> [Exercise details]: How many lines in the listing below contain the string "mossy"? Give only the number.

> [Data for this task]:
- - - - -

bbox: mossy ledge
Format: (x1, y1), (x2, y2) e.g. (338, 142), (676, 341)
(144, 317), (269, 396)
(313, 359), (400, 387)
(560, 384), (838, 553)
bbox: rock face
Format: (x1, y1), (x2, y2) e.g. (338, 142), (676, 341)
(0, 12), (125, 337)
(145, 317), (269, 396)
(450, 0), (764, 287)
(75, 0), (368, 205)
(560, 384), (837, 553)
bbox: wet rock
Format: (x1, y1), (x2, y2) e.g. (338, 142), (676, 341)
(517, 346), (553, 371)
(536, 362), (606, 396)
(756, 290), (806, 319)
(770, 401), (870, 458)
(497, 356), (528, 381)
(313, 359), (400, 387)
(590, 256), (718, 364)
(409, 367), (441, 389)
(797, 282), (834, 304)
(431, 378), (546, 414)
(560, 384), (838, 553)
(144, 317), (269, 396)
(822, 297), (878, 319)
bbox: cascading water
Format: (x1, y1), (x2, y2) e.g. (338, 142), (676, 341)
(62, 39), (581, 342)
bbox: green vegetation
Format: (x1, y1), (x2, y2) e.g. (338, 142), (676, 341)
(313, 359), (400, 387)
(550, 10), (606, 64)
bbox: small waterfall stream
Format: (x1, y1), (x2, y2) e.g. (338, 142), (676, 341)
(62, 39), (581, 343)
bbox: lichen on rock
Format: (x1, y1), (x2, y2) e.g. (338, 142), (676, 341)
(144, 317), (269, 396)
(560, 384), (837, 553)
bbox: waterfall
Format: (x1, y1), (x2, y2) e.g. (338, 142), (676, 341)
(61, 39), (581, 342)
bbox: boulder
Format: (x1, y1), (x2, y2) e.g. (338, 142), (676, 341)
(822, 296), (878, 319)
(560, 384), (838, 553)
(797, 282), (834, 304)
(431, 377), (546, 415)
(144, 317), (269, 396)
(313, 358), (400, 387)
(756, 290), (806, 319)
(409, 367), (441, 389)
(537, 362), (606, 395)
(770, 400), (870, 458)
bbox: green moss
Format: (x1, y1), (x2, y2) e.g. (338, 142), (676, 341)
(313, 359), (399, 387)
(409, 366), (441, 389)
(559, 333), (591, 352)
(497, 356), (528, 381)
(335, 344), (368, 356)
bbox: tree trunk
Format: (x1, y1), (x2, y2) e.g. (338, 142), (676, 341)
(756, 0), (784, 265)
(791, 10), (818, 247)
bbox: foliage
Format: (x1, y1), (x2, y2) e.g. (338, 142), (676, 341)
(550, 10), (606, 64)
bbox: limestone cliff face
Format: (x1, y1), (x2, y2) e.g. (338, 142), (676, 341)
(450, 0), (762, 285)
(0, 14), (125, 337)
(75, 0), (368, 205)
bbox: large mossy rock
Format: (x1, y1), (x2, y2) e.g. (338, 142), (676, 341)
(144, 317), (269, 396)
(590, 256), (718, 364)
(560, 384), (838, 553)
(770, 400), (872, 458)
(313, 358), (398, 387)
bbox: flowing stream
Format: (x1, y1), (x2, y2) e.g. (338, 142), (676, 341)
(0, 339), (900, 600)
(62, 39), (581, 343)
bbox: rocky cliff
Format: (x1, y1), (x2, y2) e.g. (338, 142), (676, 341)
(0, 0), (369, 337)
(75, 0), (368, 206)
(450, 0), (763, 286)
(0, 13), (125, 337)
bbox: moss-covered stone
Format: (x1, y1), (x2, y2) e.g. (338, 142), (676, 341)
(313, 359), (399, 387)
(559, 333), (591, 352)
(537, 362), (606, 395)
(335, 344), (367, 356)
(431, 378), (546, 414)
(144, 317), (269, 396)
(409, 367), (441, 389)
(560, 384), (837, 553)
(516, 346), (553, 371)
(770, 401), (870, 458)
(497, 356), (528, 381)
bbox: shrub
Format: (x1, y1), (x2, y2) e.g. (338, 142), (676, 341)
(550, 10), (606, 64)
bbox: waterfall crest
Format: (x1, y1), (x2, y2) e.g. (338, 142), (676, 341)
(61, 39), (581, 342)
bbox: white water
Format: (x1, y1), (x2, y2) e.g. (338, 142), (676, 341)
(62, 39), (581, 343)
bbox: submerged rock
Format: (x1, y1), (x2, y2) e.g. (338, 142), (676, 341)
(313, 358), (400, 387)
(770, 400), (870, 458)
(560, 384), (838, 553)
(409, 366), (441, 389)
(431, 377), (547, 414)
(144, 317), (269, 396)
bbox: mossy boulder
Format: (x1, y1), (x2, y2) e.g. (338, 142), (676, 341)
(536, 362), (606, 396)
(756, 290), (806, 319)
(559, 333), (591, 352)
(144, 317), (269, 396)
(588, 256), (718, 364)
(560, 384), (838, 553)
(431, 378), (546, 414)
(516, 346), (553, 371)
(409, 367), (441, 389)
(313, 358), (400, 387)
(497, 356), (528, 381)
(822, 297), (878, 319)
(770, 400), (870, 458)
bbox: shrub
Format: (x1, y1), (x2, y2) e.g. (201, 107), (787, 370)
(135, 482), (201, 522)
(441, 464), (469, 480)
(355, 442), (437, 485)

- - - - -

> [Exercise result]: 3